• INSTRUCTIONS FOR THE TASK: Copy every line of the data that includes the string "door".

• AVAILABLE DATA:
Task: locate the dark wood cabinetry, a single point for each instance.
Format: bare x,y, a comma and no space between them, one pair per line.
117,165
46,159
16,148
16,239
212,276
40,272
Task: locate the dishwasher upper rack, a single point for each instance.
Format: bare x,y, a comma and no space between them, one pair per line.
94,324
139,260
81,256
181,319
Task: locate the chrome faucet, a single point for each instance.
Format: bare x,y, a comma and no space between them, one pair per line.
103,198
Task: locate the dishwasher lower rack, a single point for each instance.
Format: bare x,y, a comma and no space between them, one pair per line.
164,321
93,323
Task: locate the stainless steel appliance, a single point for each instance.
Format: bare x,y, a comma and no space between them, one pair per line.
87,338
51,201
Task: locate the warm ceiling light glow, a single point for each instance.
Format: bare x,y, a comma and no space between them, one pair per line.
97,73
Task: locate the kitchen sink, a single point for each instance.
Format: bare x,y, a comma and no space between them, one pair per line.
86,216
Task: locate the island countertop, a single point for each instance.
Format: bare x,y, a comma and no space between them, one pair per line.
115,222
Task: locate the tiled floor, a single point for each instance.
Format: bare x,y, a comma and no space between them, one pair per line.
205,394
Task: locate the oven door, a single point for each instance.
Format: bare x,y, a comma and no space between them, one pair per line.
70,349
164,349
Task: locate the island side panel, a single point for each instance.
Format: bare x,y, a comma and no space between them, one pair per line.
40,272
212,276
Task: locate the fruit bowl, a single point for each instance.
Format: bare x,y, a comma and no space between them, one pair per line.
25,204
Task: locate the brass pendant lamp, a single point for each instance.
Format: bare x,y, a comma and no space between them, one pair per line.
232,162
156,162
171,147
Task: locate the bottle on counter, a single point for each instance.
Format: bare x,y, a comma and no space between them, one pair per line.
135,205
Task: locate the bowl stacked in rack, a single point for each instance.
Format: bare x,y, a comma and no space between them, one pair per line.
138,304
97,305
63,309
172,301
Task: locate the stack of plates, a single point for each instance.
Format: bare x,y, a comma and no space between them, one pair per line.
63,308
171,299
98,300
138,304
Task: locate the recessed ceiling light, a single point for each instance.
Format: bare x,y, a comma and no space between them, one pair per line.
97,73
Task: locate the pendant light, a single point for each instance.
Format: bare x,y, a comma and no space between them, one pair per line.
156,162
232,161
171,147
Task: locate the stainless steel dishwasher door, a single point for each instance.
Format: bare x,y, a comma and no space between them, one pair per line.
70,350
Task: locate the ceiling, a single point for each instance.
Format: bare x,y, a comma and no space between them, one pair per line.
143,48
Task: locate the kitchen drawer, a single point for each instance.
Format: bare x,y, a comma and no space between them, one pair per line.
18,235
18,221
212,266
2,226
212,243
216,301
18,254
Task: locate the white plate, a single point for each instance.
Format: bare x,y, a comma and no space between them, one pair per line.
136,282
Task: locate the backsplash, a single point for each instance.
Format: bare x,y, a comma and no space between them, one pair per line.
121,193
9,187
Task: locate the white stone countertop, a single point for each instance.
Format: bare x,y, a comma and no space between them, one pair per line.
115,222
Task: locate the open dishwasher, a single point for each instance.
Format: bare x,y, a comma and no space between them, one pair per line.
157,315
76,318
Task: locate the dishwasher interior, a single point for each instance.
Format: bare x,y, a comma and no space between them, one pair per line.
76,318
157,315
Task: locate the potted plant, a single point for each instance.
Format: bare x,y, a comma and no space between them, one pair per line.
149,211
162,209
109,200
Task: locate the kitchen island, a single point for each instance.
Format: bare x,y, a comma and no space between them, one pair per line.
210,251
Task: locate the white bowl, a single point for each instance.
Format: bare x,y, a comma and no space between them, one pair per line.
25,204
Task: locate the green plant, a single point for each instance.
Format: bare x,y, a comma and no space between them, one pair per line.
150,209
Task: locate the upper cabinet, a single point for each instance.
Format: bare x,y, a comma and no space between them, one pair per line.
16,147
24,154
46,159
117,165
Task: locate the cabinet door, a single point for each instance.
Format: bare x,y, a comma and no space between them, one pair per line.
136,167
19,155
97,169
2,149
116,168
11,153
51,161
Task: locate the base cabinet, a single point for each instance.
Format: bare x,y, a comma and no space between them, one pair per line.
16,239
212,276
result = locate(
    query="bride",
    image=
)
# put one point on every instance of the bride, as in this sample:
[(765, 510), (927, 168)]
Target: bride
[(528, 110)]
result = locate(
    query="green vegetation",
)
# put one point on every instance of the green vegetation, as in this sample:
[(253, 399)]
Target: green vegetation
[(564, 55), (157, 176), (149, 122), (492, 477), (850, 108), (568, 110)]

--

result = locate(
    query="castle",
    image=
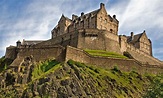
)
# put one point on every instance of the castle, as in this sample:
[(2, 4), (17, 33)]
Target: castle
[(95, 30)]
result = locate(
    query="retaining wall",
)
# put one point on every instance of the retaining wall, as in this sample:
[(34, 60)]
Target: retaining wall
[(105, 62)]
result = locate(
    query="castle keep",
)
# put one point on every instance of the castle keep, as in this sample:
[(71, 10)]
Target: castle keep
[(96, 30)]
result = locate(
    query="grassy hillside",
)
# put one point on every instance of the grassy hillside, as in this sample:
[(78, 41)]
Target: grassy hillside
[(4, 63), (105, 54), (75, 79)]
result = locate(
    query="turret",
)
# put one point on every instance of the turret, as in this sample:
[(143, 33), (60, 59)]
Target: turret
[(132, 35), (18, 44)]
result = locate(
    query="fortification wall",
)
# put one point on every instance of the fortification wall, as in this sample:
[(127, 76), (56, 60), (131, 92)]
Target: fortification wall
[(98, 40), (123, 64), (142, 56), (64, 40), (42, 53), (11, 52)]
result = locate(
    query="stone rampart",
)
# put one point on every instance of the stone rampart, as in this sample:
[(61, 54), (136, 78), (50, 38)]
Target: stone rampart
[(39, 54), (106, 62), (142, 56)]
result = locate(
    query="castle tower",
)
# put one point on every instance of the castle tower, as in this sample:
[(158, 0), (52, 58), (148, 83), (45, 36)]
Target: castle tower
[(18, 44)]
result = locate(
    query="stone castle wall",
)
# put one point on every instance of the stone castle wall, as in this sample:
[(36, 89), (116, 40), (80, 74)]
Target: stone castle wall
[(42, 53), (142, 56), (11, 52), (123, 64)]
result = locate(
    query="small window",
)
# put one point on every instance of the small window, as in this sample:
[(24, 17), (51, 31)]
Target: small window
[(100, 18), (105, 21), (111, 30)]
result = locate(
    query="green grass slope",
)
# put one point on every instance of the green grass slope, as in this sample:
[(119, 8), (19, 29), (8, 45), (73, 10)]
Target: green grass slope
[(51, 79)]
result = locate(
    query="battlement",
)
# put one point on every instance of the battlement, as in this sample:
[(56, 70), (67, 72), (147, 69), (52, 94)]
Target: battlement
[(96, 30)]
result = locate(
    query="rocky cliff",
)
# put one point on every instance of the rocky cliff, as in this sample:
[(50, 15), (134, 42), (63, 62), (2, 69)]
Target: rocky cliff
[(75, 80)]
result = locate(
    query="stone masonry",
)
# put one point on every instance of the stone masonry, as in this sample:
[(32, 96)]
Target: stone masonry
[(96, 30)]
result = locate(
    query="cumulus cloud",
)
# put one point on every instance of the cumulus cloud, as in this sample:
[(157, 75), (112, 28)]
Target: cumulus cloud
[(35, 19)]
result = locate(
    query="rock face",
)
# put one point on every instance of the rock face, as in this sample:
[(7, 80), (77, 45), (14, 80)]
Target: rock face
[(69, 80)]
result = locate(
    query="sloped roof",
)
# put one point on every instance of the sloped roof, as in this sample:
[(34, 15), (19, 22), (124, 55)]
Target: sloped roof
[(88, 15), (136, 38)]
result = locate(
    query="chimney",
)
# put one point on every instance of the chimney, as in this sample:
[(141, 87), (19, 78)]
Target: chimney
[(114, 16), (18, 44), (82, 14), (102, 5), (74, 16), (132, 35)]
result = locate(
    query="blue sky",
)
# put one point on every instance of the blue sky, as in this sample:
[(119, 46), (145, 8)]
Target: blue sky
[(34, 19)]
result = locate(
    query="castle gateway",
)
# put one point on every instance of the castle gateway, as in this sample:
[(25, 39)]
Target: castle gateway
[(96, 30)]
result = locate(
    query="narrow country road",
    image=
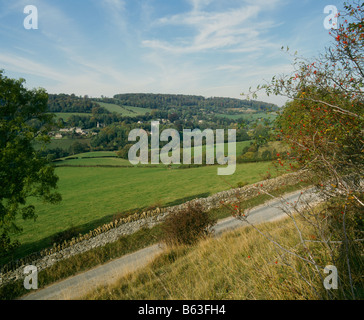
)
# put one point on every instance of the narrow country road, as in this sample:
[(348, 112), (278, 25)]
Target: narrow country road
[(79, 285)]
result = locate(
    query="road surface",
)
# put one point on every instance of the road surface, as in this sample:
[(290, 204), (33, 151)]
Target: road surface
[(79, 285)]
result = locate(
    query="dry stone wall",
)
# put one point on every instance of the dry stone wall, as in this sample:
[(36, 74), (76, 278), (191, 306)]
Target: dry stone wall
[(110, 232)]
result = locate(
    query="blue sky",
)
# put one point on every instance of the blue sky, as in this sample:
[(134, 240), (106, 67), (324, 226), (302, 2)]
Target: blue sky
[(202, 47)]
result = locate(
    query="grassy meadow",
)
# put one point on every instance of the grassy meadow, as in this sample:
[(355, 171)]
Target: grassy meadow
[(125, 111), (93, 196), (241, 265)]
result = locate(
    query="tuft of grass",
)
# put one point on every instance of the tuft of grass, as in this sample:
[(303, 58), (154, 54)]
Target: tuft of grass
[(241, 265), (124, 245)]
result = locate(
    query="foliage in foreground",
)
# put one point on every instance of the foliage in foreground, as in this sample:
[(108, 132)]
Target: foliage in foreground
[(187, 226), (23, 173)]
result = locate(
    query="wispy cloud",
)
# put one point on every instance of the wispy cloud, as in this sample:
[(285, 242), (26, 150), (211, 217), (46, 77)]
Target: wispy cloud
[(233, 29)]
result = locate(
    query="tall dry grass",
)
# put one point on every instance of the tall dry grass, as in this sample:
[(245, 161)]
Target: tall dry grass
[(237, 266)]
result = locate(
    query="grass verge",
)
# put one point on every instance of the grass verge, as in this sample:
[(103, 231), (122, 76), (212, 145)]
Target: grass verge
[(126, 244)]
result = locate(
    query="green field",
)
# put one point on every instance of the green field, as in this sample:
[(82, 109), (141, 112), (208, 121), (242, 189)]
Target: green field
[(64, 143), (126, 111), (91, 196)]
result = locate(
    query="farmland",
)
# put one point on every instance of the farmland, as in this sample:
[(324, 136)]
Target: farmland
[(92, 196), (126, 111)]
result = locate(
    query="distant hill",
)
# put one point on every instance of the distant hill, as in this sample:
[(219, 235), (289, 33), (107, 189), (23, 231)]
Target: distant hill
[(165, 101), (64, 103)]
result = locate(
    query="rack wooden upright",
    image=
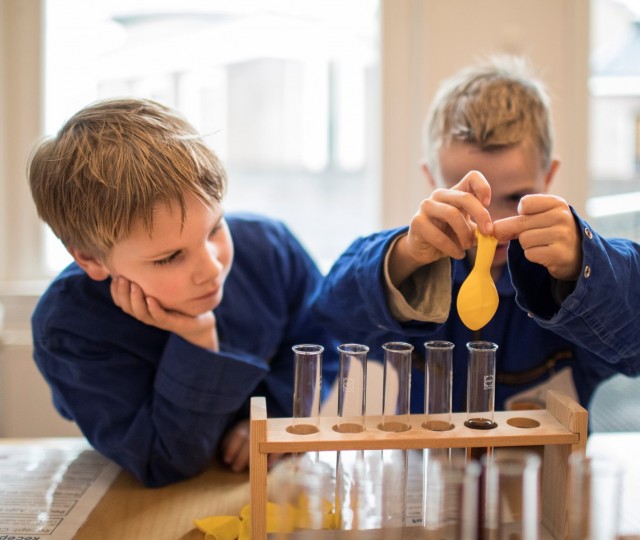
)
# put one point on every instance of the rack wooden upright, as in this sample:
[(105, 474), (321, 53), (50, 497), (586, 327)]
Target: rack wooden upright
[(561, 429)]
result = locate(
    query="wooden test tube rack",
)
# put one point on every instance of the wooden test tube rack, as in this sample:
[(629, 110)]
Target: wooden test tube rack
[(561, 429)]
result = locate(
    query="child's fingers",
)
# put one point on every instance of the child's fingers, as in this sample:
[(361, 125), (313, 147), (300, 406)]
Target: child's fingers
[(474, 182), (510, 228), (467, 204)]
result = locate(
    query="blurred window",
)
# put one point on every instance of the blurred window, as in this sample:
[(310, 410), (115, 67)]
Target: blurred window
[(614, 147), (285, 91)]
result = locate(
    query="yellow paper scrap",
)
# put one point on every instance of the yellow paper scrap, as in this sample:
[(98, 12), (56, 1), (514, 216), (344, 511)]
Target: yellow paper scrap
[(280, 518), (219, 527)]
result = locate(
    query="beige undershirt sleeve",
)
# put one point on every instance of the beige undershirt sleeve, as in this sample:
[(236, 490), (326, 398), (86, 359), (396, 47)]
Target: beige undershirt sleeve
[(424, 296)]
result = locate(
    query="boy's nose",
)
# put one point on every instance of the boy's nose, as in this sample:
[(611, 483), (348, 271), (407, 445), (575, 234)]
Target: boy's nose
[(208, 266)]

* * *

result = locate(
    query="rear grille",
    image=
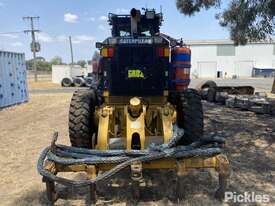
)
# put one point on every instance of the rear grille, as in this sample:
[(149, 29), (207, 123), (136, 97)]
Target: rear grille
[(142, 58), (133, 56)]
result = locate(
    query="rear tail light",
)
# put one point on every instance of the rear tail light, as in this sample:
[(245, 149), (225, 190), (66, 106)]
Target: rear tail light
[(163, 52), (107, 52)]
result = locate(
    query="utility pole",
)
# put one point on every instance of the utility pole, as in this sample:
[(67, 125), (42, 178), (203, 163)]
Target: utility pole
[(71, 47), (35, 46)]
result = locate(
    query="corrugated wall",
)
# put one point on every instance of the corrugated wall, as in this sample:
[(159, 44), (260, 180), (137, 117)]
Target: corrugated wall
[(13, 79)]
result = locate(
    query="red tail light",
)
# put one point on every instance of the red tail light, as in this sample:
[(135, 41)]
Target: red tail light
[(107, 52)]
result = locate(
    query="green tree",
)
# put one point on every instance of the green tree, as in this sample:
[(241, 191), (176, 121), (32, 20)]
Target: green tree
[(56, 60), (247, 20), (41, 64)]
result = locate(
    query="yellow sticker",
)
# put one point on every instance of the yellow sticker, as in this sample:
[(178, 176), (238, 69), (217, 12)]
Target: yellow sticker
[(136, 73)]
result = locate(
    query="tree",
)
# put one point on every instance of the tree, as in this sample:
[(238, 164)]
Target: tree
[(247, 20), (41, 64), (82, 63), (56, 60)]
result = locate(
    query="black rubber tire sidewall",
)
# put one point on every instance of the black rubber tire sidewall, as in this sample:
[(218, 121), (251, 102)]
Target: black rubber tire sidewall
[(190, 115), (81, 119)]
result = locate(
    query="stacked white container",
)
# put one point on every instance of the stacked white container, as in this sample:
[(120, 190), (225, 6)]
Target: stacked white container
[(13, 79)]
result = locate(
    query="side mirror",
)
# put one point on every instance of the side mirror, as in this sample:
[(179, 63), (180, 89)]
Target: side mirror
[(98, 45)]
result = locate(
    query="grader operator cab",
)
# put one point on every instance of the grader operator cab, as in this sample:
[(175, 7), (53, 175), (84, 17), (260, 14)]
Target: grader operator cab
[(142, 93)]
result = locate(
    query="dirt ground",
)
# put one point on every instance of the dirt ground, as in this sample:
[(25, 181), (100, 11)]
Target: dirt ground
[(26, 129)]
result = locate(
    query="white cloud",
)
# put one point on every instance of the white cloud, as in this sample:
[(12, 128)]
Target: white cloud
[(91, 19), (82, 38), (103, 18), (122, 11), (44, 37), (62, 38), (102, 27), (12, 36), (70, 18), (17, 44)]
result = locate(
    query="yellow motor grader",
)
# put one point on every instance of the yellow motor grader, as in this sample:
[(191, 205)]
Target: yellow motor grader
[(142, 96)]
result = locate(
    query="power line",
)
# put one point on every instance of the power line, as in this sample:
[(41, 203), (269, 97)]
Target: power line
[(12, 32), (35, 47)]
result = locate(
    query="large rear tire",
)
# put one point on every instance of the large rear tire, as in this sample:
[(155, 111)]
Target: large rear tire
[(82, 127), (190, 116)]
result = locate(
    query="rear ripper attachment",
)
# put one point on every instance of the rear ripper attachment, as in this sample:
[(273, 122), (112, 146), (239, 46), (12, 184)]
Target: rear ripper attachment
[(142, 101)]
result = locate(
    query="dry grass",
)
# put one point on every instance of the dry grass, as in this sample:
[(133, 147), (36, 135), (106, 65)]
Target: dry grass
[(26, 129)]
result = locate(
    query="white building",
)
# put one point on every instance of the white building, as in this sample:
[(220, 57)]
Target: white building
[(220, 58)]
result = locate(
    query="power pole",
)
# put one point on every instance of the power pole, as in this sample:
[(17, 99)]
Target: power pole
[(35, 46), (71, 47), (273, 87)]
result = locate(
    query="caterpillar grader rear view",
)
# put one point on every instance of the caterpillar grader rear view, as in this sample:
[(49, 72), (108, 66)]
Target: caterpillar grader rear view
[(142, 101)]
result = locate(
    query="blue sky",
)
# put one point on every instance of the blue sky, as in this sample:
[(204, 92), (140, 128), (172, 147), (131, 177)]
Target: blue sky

• SOLUTION FOR THIS TASK:
Task: locate the oven door, a single point for each instance.
Task: locate the stainless steel dishwasher door, a single point for each instance.
Task: locate the cabinet door, a single point for each instance.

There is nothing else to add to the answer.